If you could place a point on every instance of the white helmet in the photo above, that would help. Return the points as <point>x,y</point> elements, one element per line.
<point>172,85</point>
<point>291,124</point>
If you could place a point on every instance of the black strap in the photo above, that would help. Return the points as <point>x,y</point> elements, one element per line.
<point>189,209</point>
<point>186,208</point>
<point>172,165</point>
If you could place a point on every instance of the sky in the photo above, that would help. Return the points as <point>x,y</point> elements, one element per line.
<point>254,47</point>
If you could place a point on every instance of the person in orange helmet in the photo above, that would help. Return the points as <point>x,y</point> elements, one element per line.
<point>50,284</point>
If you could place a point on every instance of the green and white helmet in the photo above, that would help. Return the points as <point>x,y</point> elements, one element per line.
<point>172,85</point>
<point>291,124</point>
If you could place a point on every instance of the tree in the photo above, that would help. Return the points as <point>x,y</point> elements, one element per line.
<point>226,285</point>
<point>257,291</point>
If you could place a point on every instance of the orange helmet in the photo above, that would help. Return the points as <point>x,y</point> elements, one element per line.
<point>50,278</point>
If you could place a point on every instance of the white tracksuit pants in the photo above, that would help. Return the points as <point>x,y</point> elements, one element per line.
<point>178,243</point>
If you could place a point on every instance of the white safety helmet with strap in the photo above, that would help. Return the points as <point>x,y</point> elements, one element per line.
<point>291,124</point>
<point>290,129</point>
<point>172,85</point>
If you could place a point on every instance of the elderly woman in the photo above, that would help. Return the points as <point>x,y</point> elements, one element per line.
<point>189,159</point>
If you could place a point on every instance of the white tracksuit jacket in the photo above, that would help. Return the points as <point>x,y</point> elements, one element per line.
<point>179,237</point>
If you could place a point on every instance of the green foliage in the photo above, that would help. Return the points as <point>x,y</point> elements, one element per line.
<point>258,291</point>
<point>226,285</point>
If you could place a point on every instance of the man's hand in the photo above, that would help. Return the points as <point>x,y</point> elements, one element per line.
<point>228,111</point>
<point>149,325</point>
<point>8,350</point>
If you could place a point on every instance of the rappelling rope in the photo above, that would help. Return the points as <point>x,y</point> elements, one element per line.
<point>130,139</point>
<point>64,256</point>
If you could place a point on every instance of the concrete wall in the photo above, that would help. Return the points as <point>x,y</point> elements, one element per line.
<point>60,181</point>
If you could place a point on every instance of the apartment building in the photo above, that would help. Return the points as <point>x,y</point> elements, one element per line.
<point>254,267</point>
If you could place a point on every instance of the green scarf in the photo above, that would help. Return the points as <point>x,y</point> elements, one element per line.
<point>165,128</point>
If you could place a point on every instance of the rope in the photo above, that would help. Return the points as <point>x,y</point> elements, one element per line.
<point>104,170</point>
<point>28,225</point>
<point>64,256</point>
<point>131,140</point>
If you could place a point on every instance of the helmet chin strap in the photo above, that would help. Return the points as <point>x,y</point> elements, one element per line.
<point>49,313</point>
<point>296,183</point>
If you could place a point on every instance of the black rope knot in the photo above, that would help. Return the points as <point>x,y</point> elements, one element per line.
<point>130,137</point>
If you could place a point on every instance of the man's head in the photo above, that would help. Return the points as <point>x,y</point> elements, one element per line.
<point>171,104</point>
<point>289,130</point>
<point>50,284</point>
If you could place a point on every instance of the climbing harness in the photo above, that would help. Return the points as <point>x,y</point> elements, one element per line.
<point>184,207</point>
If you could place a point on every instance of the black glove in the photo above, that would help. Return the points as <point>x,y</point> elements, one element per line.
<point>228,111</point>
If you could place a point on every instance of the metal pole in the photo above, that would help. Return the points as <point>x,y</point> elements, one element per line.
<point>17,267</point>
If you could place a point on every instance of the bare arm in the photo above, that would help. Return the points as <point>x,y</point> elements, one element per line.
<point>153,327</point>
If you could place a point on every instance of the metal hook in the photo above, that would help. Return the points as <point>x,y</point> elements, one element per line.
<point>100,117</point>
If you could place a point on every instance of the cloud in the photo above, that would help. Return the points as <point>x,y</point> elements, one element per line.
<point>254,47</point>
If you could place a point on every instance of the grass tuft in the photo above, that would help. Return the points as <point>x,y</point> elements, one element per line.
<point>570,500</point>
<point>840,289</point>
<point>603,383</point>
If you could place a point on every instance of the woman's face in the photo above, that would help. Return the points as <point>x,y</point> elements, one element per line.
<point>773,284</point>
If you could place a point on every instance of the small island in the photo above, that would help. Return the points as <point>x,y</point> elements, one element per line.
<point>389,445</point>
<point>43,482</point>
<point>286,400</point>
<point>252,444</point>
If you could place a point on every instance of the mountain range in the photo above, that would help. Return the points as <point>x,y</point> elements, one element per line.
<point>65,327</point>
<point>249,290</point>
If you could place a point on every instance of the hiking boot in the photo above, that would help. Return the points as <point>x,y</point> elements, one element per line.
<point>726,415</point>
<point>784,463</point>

## What is expected
Arrange the material above as a Markdown table with the columns Row and Line, starting at the line that contains "of the bare" and ending at the line that contains "<point>603,383</point>", with both of those lines included. Number each row and leave out any blank lines.

## Reply
| Row | Line |
|---|---|
| 1 | If you could place a point on every instance of the bare arm in the photo above, that would help. Return the points as <point>x,y</point> elements, one element per line. |
| 2 | <point>153,327</point> |
| 3 | If you could place a point on every instance of the metal hook in the photo above, that would help. Return the points as <point>x,y</point> elements, one element per line. |
| 4 | <point>100,117</point> |
| 5 | If you could place a point on every instance of the cloud in the photo above, that would help. Return the points as <point>x,y</point> elements, one element per line. |
| 6 | <point>254,47</point> |
| 7 | If you could place a point on every instance of the grass tuft in the photo above, that would help. Return the points as <point>x,y</point> elements, one element per line. |
| 8 | <point>570,500</point> |
| 9 | <point>840,289</point> |
| 10 | <point>603,383</point> |